[Coordinate annotation entries]
▬▬▬▬▬▬▬▬▬▬

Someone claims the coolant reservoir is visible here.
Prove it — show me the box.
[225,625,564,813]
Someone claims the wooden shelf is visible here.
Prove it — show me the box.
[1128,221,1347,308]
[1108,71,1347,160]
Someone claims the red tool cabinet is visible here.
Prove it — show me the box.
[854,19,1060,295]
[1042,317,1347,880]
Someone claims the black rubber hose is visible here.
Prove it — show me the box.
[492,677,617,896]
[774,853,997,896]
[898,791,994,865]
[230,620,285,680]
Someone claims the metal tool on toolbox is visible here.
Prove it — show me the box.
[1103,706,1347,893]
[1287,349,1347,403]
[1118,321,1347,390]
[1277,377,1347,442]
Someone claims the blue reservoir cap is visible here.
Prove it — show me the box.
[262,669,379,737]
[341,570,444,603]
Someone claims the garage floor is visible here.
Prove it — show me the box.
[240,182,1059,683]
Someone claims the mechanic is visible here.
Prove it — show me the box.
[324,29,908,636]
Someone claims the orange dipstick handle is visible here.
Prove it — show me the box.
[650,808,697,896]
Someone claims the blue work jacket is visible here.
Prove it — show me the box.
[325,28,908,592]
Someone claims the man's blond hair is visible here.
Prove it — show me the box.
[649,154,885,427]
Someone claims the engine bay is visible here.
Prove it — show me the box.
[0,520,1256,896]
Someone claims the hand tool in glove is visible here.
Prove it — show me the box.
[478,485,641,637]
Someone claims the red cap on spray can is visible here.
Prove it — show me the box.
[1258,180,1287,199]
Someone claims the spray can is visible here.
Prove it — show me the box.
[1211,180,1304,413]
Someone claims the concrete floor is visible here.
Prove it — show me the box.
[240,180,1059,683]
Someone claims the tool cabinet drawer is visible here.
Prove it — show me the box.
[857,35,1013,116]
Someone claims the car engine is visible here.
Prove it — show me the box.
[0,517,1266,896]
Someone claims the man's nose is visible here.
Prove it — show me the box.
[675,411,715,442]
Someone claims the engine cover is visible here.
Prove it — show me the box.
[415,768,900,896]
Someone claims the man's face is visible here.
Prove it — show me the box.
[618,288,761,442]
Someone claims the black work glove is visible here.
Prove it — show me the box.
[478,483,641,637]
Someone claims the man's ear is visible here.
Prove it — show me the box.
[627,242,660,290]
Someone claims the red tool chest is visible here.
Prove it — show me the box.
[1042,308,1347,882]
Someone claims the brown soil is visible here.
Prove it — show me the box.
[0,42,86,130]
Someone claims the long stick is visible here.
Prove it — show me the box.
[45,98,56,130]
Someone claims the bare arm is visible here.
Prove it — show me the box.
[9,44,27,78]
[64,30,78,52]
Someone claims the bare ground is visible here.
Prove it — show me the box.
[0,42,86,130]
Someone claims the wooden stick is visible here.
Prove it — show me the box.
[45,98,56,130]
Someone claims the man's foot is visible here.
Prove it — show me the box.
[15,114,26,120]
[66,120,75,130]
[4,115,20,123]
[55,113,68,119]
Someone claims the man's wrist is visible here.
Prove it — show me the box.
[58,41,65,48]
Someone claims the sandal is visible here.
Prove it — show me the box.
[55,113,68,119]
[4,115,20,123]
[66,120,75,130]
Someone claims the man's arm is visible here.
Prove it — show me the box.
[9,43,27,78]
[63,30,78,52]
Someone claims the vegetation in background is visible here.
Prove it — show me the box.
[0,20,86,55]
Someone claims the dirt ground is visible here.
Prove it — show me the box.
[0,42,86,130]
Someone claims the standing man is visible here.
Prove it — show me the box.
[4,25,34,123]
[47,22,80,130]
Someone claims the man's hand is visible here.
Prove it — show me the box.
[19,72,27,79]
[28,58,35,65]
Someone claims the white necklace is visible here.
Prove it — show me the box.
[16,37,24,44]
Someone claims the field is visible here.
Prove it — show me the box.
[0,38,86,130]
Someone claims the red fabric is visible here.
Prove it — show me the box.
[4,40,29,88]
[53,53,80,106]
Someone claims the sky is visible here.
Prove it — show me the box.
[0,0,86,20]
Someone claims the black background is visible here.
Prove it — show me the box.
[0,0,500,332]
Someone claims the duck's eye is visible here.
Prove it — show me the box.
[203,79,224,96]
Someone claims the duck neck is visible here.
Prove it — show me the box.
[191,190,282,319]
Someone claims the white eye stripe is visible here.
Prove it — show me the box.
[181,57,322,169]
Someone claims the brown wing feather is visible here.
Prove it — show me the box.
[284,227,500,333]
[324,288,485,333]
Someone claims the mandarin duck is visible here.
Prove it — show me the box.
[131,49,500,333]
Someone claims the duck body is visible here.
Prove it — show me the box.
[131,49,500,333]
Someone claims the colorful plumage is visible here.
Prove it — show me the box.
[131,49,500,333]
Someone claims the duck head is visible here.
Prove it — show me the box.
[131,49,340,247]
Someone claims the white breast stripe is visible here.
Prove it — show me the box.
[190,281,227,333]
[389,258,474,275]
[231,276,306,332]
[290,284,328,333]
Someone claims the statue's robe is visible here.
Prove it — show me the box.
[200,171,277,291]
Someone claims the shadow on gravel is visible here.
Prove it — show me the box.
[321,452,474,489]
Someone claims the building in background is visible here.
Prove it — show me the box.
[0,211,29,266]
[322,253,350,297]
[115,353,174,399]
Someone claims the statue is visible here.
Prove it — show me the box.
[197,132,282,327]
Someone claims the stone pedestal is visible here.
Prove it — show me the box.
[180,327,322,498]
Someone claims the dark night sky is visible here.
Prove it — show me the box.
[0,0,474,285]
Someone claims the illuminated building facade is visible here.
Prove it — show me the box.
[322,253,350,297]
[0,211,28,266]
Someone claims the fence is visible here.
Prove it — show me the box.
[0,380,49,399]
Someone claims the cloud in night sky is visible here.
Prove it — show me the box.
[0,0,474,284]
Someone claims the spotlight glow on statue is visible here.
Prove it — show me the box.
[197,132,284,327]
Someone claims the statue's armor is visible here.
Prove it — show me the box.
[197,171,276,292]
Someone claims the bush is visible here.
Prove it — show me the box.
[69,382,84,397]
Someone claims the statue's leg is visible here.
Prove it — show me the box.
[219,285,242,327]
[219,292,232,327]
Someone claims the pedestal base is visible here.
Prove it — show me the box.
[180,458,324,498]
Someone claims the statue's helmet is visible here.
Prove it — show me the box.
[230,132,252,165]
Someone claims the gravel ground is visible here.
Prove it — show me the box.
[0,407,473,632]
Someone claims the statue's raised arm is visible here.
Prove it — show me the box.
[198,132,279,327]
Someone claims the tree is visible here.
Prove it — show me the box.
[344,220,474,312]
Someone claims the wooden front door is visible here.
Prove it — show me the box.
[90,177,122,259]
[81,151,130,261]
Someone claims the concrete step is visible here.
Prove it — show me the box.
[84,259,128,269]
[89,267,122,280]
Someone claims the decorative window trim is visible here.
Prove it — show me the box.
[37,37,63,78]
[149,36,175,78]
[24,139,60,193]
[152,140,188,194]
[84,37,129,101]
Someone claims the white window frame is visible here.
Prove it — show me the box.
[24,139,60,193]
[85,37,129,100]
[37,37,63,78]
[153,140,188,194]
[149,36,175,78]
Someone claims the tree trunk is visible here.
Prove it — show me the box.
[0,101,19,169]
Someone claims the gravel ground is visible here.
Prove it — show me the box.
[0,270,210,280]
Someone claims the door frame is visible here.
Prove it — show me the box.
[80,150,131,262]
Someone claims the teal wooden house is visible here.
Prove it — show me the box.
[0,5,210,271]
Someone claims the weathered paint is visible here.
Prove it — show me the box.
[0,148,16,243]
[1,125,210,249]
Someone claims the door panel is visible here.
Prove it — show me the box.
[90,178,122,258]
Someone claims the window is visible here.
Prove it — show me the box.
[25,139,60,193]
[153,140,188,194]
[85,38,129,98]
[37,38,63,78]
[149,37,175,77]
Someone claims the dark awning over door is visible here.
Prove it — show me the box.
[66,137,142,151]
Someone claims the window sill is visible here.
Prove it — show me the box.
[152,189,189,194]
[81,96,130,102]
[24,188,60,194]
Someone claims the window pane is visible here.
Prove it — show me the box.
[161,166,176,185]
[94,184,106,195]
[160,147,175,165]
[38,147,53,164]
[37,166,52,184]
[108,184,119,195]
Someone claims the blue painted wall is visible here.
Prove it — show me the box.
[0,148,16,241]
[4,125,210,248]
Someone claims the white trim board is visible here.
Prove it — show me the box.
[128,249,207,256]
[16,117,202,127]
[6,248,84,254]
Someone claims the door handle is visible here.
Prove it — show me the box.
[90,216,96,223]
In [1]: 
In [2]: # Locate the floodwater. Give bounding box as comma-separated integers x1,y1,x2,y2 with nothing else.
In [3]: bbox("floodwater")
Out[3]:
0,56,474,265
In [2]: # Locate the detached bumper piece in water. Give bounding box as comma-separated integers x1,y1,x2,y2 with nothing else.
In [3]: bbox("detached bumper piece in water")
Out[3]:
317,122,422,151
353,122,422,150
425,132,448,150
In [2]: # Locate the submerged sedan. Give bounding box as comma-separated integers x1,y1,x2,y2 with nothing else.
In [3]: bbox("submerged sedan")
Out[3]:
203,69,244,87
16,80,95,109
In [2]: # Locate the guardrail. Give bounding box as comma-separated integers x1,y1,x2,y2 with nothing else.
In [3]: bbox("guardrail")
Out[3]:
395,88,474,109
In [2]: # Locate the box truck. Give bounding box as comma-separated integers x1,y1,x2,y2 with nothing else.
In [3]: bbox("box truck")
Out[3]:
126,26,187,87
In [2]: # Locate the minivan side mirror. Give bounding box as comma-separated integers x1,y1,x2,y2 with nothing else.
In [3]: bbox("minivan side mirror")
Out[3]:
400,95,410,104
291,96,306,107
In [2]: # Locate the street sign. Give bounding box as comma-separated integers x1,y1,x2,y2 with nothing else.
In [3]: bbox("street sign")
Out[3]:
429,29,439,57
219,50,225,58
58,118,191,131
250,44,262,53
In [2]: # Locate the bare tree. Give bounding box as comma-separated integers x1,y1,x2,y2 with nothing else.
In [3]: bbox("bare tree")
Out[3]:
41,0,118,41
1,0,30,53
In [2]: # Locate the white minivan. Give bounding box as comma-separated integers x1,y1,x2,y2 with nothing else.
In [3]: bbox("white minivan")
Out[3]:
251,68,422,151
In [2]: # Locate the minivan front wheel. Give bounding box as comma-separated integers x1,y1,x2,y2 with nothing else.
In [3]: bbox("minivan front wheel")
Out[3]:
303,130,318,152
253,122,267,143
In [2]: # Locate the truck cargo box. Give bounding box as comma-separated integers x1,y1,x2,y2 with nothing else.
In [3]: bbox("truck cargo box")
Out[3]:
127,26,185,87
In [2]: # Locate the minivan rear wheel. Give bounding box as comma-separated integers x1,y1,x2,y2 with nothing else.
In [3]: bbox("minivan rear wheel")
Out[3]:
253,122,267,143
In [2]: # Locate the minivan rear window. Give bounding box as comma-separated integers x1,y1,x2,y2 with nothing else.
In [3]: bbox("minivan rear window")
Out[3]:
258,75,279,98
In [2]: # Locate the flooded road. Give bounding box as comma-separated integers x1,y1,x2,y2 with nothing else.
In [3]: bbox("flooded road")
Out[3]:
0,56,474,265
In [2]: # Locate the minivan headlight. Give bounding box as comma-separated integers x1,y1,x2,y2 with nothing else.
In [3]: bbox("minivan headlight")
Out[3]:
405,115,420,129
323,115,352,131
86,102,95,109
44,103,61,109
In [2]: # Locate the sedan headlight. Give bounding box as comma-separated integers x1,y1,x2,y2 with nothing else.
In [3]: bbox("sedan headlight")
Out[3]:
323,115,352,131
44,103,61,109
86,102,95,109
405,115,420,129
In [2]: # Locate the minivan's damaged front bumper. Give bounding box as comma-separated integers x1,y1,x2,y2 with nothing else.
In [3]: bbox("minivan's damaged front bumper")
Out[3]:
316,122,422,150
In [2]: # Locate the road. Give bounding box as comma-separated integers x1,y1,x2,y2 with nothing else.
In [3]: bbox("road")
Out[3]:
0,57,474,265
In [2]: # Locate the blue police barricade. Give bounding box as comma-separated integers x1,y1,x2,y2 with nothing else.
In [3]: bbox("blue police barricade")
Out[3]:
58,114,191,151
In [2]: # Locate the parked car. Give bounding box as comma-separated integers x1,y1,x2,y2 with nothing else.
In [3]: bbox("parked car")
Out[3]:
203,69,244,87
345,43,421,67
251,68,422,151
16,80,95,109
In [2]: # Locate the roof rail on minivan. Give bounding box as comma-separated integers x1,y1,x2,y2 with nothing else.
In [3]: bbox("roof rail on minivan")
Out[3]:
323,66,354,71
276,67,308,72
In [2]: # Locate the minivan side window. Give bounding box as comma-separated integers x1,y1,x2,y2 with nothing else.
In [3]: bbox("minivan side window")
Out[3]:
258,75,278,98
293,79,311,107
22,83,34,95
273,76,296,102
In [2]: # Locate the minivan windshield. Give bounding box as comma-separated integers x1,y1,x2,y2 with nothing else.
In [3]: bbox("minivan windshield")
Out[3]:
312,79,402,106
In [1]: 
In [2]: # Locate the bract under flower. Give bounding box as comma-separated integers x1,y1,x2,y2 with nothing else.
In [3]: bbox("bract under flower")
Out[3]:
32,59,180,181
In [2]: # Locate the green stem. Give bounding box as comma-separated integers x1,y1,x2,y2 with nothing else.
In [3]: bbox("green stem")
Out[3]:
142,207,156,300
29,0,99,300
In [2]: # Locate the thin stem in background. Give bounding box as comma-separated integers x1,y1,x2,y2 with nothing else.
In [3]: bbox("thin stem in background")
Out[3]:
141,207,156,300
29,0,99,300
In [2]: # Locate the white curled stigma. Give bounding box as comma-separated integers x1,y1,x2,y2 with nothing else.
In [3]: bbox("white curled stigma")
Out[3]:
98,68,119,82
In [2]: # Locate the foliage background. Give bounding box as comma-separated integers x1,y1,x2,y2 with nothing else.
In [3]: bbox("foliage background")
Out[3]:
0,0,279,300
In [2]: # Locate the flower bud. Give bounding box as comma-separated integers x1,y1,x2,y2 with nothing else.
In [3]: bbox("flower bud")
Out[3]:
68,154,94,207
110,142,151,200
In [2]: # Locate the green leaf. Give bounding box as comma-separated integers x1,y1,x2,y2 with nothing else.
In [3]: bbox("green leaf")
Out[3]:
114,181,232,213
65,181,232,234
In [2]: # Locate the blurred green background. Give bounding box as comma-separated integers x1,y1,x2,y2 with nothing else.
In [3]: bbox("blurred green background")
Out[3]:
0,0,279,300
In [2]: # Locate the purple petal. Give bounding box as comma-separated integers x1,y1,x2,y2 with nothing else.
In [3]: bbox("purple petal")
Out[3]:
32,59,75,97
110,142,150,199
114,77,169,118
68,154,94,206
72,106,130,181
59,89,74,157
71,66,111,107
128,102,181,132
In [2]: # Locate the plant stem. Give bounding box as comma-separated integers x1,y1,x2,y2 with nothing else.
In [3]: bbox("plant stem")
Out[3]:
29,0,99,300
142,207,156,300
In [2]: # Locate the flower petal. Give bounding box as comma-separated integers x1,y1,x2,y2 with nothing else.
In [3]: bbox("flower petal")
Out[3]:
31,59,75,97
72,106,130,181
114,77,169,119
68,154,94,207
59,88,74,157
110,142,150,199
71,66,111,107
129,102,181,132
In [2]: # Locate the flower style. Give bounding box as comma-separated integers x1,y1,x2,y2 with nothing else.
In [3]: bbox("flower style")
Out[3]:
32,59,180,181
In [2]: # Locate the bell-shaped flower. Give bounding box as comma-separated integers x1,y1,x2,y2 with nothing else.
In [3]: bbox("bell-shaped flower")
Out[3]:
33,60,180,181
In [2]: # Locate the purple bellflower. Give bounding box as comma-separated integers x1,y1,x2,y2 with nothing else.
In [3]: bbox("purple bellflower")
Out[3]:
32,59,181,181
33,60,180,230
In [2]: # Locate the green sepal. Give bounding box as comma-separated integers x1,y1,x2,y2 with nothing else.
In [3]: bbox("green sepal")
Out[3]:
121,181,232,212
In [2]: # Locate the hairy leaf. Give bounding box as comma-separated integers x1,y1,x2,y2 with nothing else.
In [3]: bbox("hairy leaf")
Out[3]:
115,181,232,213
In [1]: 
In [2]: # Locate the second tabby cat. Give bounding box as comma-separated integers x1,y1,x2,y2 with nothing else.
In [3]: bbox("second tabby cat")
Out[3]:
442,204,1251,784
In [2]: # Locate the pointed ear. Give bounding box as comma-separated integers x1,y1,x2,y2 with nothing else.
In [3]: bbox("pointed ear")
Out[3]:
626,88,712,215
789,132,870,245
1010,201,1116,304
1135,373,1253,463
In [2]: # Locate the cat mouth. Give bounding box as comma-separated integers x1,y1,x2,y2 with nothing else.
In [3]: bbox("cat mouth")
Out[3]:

▬▬▬▬▬▬▬▬▬▬

» Instructions for the task
Copy out the records between the line containing "Someone claims the red cap" and the line containing "[0,517,1266,896]", inclusive.

» Response to the task
Someone claims the red cap on spray can is visible here.
Prove it — show me the box.
[1258,180,1287,199]
Someone claims the spray can is visible here.
Prove it — show me the box.
[1211,180,1304,413]
Someone claims the concrete floor is visible here.
Prove it — show me the box.
[240,180,1059,683]
Someone claims the tool cabinet drawer is visible here.
Prove it — show me the box.
[857,35,1013,116]
Someone claims the car engine is visible here.
Prove it — show me the box.
[0,517,1266,896]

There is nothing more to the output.